Anyway, it's good to see that the push toward more diversity in books is leading to the existence of characters who look like me and aren't stereotypes that exist solely to intrigue the white protagonist.

How can we make the conversation about diversity where it needs to be?

I think we're seeing good movement in that direction. People, for the most part, seem willing to listen. I think it's important for people, particularly those from privileged groups, to keep their minds open to the experiences of others and to try to see the world from perspectives other than their own.

I also think it's important for people to acknowledge their own privileges. I've noticed that people tend to become knee-jerk defensive when confronted with their own privilege, and to see any mention of it as an attack (looking at you, #NotAllMen). Also, they tend to only focus on their own hardships, blinding themselves to the hardships of others because, since they had it rough in some area, they think they can't possibly be privileged in others (look at you, Patricia Arquette, who said that it was time for the gays and the people of color to stand behind women because women have always stood behind them. And because there are apparently no women of color, no gay women, or gay women of color).

It frustrates me like nobody's business when people who are generally open-minded shut down the moment their own privilege is called into question (I've seen the term "liberal hate" tossed around by self-proclaimed liberals, claiming that making a hullabaloo over the lack of Western sympathy for Lebanon after the Paris attacks is as bad as what the Trumps of the world are doing. As if getting up on soap box is as bad as calling for hate crimes). So I think to take the diversity conversation to where it needs to be, we all need to examine ourselves and be willing to listen to different perspectives, even if they make us uncomfortable.

Why do you write the types of books you write? Do you plan diversifying genres in the future?

I write sci-fi/fantasy -- NA and YA. I'm planning on sticking with YA for now, but the next project I have planned will be contemporary rather than spec fic (I think I'm a little nuts for trying to write something set in the real world...).

→ **Supplied information**:
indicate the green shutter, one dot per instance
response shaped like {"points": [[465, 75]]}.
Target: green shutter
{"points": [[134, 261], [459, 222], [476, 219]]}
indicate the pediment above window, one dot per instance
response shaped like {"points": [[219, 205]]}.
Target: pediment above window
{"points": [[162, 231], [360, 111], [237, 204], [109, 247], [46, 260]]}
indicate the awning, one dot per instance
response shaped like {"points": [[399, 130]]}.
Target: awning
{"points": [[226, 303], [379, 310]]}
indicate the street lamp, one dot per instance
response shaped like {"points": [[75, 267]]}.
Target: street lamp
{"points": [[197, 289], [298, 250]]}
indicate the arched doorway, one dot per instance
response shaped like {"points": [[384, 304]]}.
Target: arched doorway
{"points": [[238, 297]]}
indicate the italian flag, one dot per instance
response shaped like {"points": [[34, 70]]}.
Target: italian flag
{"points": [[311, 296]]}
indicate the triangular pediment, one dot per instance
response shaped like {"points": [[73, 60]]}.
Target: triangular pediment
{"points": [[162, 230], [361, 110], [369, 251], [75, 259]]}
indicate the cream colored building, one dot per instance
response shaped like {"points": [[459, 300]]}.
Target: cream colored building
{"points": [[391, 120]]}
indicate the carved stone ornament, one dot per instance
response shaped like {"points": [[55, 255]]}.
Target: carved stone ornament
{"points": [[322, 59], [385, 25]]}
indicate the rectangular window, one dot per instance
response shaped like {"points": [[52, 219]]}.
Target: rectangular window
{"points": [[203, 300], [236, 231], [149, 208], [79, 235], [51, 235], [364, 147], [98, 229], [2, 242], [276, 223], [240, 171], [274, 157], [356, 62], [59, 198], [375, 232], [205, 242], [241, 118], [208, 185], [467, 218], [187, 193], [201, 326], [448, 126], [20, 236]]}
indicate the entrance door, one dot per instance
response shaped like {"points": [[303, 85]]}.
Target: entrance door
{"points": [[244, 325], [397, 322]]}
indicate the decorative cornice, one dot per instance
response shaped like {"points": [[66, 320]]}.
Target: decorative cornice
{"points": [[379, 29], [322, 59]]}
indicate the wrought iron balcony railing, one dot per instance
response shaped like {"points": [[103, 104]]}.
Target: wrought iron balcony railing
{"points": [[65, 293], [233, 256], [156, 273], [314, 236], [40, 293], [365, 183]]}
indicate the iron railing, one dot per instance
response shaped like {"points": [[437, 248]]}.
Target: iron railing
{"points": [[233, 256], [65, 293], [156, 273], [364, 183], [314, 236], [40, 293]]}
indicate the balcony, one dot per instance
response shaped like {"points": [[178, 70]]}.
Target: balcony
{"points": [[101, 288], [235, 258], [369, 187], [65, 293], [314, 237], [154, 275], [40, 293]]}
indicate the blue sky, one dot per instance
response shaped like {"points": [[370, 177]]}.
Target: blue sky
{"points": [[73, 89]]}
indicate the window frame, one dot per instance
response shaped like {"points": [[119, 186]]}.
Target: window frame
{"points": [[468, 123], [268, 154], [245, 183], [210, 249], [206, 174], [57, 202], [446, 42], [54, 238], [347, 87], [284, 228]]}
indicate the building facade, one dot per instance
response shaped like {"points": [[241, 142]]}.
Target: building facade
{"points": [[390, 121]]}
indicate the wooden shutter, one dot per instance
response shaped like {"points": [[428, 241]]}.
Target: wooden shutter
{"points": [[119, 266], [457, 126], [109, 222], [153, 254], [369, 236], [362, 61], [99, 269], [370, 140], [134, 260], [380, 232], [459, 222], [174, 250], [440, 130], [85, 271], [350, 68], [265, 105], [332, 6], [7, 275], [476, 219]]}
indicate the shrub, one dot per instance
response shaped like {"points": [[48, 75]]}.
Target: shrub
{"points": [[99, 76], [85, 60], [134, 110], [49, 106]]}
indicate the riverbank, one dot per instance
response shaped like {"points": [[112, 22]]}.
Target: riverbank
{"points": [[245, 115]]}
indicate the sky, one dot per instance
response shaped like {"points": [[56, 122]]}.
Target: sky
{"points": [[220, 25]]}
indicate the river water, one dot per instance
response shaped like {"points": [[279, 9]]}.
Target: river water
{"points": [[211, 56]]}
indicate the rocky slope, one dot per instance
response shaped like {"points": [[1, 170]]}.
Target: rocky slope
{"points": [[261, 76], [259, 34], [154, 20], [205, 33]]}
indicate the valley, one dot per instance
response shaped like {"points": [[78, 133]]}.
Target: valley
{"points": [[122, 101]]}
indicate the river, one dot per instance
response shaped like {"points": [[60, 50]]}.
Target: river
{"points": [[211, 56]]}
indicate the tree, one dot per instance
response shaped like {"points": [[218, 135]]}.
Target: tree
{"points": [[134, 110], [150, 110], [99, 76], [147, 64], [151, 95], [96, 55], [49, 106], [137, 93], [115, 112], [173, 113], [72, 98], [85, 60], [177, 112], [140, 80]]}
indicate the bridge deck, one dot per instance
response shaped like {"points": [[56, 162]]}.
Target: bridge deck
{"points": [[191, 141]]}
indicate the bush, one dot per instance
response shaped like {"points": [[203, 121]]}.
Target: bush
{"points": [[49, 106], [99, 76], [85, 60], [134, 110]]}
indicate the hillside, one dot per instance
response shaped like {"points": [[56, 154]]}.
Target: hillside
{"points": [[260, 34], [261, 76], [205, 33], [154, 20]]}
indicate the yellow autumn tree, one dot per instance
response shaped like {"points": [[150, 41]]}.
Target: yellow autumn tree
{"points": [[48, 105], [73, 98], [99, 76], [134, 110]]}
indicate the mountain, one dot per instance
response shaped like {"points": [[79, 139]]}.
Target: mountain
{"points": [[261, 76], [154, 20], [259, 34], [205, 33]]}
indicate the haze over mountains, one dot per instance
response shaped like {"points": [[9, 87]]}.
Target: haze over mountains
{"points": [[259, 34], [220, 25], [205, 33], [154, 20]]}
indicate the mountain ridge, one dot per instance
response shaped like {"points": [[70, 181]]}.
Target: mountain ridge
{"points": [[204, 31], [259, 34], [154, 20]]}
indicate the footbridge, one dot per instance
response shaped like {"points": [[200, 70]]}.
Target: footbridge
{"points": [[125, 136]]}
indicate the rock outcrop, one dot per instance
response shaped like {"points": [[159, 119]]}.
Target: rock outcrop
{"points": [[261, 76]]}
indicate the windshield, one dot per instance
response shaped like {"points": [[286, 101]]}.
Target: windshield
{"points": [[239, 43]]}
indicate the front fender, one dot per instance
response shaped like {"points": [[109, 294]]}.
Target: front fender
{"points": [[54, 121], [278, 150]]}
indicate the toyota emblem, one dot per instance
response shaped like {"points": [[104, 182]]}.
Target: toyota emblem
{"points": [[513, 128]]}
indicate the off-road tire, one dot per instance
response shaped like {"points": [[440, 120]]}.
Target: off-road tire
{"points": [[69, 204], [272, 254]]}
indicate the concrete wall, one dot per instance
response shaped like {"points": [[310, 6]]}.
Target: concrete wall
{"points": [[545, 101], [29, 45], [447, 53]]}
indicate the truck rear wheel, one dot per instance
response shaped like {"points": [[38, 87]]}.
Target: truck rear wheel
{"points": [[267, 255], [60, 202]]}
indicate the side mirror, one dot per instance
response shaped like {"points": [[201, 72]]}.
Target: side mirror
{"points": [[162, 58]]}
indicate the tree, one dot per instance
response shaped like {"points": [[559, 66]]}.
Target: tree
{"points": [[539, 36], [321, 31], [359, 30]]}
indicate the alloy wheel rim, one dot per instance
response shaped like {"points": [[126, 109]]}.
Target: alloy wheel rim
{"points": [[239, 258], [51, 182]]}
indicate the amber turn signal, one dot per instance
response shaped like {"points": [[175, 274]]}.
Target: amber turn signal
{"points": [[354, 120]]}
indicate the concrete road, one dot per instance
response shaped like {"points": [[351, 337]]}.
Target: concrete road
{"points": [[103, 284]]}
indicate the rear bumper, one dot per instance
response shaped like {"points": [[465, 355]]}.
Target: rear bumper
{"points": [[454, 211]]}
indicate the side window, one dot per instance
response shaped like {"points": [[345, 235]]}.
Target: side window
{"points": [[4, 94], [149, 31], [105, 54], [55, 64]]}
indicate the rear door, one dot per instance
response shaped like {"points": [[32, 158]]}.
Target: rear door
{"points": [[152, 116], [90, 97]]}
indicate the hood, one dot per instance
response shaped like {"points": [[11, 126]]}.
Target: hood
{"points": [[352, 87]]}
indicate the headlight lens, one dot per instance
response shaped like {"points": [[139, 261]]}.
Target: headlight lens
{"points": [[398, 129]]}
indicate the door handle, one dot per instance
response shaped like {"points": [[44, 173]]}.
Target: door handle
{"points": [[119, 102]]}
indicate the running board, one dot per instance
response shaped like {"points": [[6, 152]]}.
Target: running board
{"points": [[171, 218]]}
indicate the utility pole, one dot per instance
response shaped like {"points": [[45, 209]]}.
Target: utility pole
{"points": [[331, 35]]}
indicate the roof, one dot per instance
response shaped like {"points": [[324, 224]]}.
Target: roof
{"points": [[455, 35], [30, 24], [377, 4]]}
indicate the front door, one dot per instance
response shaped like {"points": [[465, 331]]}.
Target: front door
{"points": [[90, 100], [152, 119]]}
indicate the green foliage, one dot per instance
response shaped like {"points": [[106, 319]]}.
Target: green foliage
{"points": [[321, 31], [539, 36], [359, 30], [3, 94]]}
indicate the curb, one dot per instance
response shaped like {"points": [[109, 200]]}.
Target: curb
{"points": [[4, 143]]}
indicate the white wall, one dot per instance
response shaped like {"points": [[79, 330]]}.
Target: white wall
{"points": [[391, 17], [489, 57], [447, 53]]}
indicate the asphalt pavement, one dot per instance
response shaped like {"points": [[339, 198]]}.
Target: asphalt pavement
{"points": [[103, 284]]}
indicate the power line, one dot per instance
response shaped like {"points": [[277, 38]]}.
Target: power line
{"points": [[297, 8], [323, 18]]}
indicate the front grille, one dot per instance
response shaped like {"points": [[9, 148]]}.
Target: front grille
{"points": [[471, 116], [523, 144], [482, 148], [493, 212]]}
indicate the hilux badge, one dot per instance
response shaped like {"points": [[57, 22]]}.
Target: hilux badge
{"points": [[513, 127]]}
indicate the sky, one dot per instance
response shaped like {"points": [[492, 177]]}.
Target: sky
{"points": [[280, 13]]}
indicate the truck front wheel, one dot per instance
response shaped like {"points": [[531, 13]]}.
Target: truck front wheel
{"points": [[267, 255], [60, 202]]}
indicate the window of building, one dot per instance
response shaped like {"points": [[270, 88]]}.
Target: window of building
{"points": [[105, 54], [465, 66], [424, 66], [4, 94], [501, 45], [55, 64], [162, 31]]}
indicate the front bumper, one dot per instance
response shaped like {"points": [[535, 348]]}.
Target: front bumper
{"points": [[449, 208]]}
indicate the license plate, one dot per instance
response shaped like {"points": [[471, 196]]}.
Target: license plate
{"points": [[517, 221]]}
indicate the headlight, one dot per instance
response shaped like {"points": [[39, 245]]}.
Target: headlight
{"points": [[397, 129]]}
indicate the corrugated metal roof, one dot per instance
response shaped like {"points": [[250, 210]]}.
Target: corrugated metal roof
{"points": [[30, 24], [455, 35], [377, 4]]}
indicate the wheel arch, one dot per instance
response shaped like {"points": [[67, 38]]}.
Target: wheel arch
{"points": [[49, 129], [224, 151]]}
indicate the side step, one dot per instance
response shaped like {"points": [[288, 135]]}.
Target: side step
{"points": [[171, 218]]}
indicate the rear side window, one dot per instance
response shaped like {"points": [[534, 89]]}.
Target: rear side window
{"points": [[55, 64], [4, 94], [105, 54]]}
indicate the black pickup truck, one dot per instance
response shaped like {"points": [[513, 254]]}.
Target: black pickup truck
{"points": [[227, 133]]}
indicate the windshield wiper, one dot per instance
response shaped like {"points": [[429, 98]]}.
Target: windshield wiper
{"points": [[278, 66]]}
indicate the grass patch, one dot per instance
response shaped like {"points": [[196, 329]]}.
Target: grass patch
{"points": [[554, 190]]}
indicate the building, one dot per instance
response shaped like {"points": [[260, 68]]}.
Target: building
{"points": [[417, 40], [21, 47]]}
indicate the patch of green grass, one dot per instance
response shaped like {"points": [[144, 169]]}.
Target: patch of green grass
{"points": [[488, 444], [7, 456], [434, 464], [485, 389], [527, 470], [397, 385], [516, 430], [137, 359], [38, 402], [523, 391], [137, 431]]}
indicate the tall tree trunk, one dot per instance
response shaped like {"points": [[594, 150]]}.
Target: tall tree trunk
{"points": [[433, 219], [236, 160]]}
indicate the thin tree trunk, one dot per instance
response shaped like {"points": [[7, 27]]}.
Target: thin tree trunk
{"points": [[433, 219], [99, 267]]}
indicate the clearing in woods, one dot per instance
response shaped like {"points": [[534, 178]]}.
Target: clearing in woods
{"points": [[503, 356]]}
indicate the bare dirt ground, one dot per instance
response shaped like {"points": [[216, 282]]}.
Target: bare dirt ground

→ **Exercise set**:
1) In the interview about diversity in books, what kind of story will the writer's next planned project be?
2) Continue the interview about diversity in books after its final sentence.

→ **Exercise responses**:
1) A contemporary story rather than speculative fiction.

2)
I've made a promise to myself to include diverse characters in everything I write. I've also decided that Flynn Nightsider, protagonist of the YA fantasy series bearing his name that's under contract with Glass House Press, will be the only cis/het/white/male protagonist I'll ever write. In everything else I've done and in everything going forward, I'm going to write main characters from underrepresented groups.

There. It is written.

Finally, where can folks go for updates, and to learn more about your projects going on?

My Official Website
My Official Mailing list 

Mary Fan is a sci-fi/fantasy writer hailing from Jersey City, NJ. She is the author of the Jane Colt sci-fi series, published by Red Adept Publishing. Her young adult dystopian fantasy series, Flynn Nightsider, is currently under contract with Glass House Press. And her young adult fairytale series, Fated Stars, is also under contract with Glass House Press.

In addition, Mary is the co-editor (along with fellow sci-fi author Paige Daniels) of Brave New Girls: Tales of Girls and Gadgets, a young adult sci-fi anthology about brainy heroines. All revenues will be donated to a scholarship fund through the Society of Women Engineers.

Mary has been an avid reader for as long as she can remember and especially enjoys the infinite possibilities and out-of-this-world experiences of science fiction and fantasy. In her spare time (when she has any), she enjoys kickboxing, opera singing, and exploring new things—she'll try almost anything once.

You can even win her YA sci-fi anthology Brave New Girls ebook with our month long giveaway, or head on over to Goodreads, to enter her giveaway for the first book in her Jane Colt series "Artificial Absolutes"!


  1. Thank you so much for hosting me! :-D :-D :-D Y'all are awesome :-)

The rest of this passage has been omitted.